[EXERCISE] Write out every one of the records below character for character, keeping them in their original order.

[INFORMATION SUPPLIED]
— start —

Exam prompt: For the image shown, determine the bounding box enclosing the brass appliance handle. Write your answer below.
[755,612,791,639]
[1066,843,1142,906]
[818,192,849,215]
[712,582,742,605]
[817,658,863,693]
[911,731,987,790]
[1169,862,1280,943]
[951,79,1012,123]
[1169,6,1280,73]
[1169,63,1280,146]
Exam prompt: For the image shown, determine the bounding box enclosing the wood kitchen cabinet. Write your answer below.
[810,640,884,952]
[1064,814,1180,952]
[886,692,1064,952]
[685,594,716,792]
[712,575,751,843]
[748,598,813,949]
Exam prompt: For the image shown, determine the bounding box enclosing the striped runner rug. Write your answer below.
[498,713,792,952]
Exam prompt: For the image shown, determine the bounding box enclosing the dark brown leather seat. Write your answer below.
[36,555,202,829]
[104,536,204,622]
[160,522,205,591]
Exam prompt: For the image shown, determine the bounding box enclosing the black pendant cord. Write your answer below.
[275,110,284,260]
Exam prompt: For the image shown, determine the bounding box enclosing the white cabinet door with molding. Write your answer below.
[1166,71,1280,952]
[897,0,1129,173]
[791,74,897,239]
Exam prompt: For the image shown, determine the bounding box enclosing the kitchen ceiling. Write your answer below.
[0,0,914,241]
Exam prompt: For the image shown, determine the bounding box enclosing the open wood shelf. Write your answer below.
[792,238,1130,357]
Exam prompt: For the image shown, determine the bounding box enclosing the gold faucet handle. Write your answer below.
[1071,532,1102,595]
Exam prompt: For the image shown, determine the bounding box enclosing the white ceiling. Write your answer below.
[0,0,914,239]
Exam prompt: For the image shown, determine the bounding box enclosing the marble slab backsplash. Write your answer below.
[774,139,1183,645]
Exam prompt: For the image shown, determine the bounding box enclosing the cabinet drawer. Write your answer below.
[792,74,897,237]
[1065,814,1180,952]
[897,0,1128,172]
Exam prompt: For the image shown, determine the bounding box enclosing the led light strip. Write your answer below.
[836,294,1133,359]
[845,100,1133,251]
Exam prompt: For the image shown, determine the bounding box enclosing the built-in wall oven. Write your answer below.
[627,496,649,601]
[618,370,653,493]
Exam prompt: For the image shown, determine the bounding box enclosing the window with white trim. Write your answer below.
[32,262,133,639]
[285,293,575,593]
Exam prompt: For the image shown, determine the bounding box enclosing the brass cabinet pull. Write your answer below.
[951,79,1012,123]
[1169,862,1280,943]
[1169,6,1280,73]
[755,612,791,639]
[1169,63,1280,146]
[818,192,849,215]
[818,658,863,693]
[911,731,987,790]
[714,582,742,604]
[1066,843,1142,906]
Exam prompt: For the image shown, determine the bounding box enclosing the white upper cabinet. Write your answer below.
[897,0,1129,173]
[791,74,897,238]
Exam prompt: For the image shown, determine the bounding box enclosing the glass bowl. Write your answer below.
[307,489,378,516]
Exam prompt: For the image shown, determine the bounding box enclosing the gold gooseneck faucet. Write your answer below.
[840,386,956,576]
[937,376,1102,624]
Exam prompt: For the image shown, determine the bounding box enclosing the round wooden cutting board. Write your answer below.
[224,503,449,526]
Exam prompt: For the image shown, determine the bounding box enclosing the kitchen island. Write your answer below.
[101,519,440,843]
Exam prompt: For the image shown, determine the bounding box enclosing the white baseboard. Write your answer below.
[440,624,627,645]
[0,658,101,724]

— end —

[EXERCISE OUTPUT]
Exam prompt: For the image shown, determine the bounding box enclosing the brass appliance handle. Write your answer below.
[755,612,791,639]
[1066,843,1142,906]
[818,192,849,215]
[712,582,742,605]
[817,658,863,693]
[911,731,987,790]
[1169,862,1280,943]
[951,79,1012,123]
[1169,6,1280,73]
[1169,63,1280,146]
Exam prompt: For the image shown, determine the bounding box enclosing the wood kitchen cabinet. Write your answer below.
[810,640,884,952]
[1064,814,1180,952]
[886,692,1064,952]
[685,594,716,792]
[712,575,751,843]
[748,598,813,949]
Exam prompt: For the image shown, determine the bounding box enclosing the striped runner rug. Write your answer below.
[498,713,792,952]
Exam prompt: For the image shown, determine the bounding box enclosing the dark brown leather seat. Write your answer below.
[36,555,202,829]
[104,536,204,622]
[160,522,205,591]
Exam prompt: For the image shown, determine the bounding box enclosing the black pendant cord. Write your answer below.
[275,110,284,260]
Exam prompt: For the image shown, determine the bounding box enclosing the white cabinet door with molding. Write your answer below.
[1166,71,1280,952]
[897,0,1129,173]
[791,74,897,239]
Exam prompt: For the image shown, determine the bounding box enclosing the kitchen ceiling. Write your answer below.
[0,0,914,241]
Exam prompt: For the image shown, determine the bounding box enclosing the open wood shelf. Write your answer below.
[792,238,1130,357]
Exam prompt: For the image shown, determine the bounding box enclosing the gold faucet handle. Write your answer below.
[1071,532,1102,595]
Exam prompt: For the image shown, determine the bounding box enclosing the white ceiling. Write your answer below.
[0,0,914,239]
Exam prompt: For the image shown, determine the bounding box enclosing the marble slab backsplash. Write your answer below.
[774,139,1183,645]
Exam prompt: For the image shown, determine the bounding box enclosing the cabinet drawer. Write your answer below.
[792,74,897,237]
[1065,814,1180,952]
[897,0,1128,172]
Exam prompt: For the image shown, determine the bounding box enclosing the led light strip. Write your answer below.
[836,294,1133,359]
[845,100,1133,251]
Exam prompt: For the image shown, determine the bounding box enclosing the built-in wall oven. Write your answer below.
[627,496,649,601]
[618,370,653,493]
Exam prompt: For the image shown, determine the bounding box enclosing the window with white trim. Write your answer below.
[32,262,133,639]
[285,293,575,593]
Exam prompt: For the image shown, determine the bounding box enclosing the brass cabinet pull. Write your answer below.
[951,79,1012,123]
[1169,862,1280,943]
[1169,6,1280,73]
[755,612,791,639]
[1169,63,1280,146]
[818,192,849,215]
[818,658,863,693]
[911,731,987,790]
[714,582,742,604]
[1066,843,1142,906]
Exam prompt: For the image shown, determine the bounding box enclosing the white upper cabinet. Write your answer below.
[897,0,1129,173]
[791,74,897,238]
Exam prompt: For the image shown, determine the bounding box enclosing the glass bowl. Write your answer below.
[307,489,378,516]
Exam prompt: For the image shown, determine the bounding box enclosing the gold gooseneck faucet. Write your answer below.
[840,386,956,576]
[937,376,1102,624]
Exam prompt: For the image shown, determine the bounding box enclosing the round wooden cutting board. Write your answer below.
[224,503,449,526]
Exam prompt: For the image shown, determine the bounding box enclosing the kitchen island. Write your answer below.
[101,519,440,843]
Exam prompt: For the image shown, determine the bounding box enclosing the white baseboard. Write your answer below.
[440,624,627,645]
[0,658,101,724]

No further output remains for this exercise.